------ Trecho fornecido

A cura também tem acontecido a nível comunitário. Em maio último, o Pastor Chang liderou um esforço entre as comunidades negra e asiática pela apresentação de um painel com três séries de debates intitulado “Interconectados/as”, no qual discutiram sobre preconceito racial e conflitos enraizados entre negros e asiáticos-estadunidenses. Como consequência do assassinato de George Floyd pela polícia de Minneapolis, Ray uniu duas igrejas separadas a uma distância de 2km — uma afroestadunidense e outra asiático-estadunidense — na liderança de uma marcha histórica em solidariedade às vidas negras, em Chicago.
“Lançando uma observação holística sobre nossa história, eu verdadeiramente acredito que asiático-estadunidenses guardam mais semelhanças com a comunidade afroestadunidense que com brancos e brancas nos Estados Unidos”, afirma o Pastor Chang. O fato de muitas pessoas não o saberem só mostra o quão desinformados estamos e fragmentada é a nossa compreensão de história.

------------

Tarefas a realizar:
• 1. Reproduza a parte do texto sobre o Pastor Chang que começa nas palavras "A cura também" e termina depois de "negras, em Chicago.", renomeando "Ray" como "o Pastor Ray".
• 2. No texto sobre o Pastor Chang, qual era o título do painel de debates apresentado em maio?
• 3. Prossiga com o texto sobre o Pastor Chang a partir do ponto em que ele termina.
As linhas abaixo não têm relação com o texto sobre o Pastor Chang.

------ Dados brutos

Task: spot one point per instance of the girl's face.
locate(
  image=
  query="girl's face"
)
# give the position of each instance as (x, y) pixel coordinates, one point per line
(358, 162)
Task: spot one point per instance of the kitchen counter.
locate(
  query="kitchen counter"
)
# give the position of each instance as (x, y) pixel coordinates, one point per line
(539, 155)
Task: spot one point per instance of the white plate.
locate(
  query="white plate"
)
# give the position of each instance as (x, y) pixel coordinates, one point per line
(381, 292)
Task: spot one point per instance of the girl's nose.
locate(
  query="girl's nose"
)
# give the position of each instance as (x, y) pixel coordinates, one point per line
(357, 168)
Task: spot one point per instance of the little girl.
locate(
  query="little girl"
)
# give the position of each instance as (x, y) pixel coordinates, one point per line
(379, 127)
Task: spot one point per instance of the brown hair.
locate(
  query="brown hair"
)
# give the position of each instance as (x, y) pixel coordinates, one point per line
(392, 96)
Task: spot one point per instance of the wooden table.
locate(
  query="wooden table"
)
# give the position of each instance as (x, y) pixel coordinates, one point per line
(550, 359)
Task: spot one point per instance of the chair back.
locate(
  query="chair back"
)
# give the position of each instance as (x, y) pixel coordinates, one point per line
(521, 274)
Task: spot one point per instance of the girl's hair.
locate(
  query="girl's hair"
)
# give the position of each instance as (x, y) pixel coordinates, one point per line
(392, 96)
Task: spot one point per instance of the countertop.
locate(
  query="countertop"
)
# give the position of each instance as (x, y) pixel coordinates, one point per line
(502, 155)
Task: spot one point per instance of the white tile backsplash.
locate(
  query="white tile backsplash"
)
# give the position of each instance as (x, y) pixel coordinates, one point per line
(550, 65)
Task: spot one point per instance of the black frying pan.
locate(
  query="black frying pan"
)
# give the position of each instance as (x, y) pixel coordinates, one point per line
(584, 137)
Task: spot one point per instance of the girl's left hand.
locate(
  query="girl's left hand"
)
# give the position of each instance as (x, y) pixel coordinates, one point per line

------------

Respostas numeradas:
• 1.
A cura também tem acontecido a nível comunitário. Em maio último, o Pastor Chang liderou um esforço entre as comunidades negra e asiática pela apresentação de um painel com três séries de debates intitulado “Interconectados/as”, no qual discutiram sobre preconceito racial e conflitos enraizados entre negros e asiáticos-estadunidenses. Como consequência do assassinato de George Floyd pela polícia de Minneapolis, o Pastor Ray uniu duas igrejas separadas a uma distância de 2km — uma afroestadunidense e outra asiático-estadunidense — na liderança de uma marcha histórica em solidariedade às vidas negras, em Chicago.

• 2. “Interconectados/as”.

• 3.
Complementando este entendimento, Alicia Garza, cofundadora do movimento Vidas Negras Importam e diretora do Laboratório Futuros Negros (Black Futures Lab, no original), afirma que é importante continuar promovendo relações interraciais. Sem isso e movimentos de solidariedade, disse, grupos nacionalistas brancos seguirão se beneficiando dos conflitos intragrupos em vez de abordarem o problema geral do racismo sistêmico e da supremacia branca de frente.
“Nós precisamos assegurar que não cairemos nas armadilhas e estereótipos que nos armarão/recairão”, disse Garza. “A história de solidariedade entre as comunidades negra e asiática é longeva — e estas relações são ainda mais necessárias agora”.
Neste momento de acerto de contas quanto à questão racial, Garza, Pastor Chang, Choi, outros e outras dizem que é fundamental manter debates significativos, apesar de complexos e desconfortáveis, entre os mais diversos grupos para a compreensão das lutas coletivas.
“Devemos navegar profundamente nas histórias de outras comunidades, compreender sua formação e por que são o que são hoje”, disse o Pastor Chang. “Isso vem com leitura, desconstrução e reaprendizado, porque há diversas inconsistências e desinformação sobre como chegamos à contemporaneidade”.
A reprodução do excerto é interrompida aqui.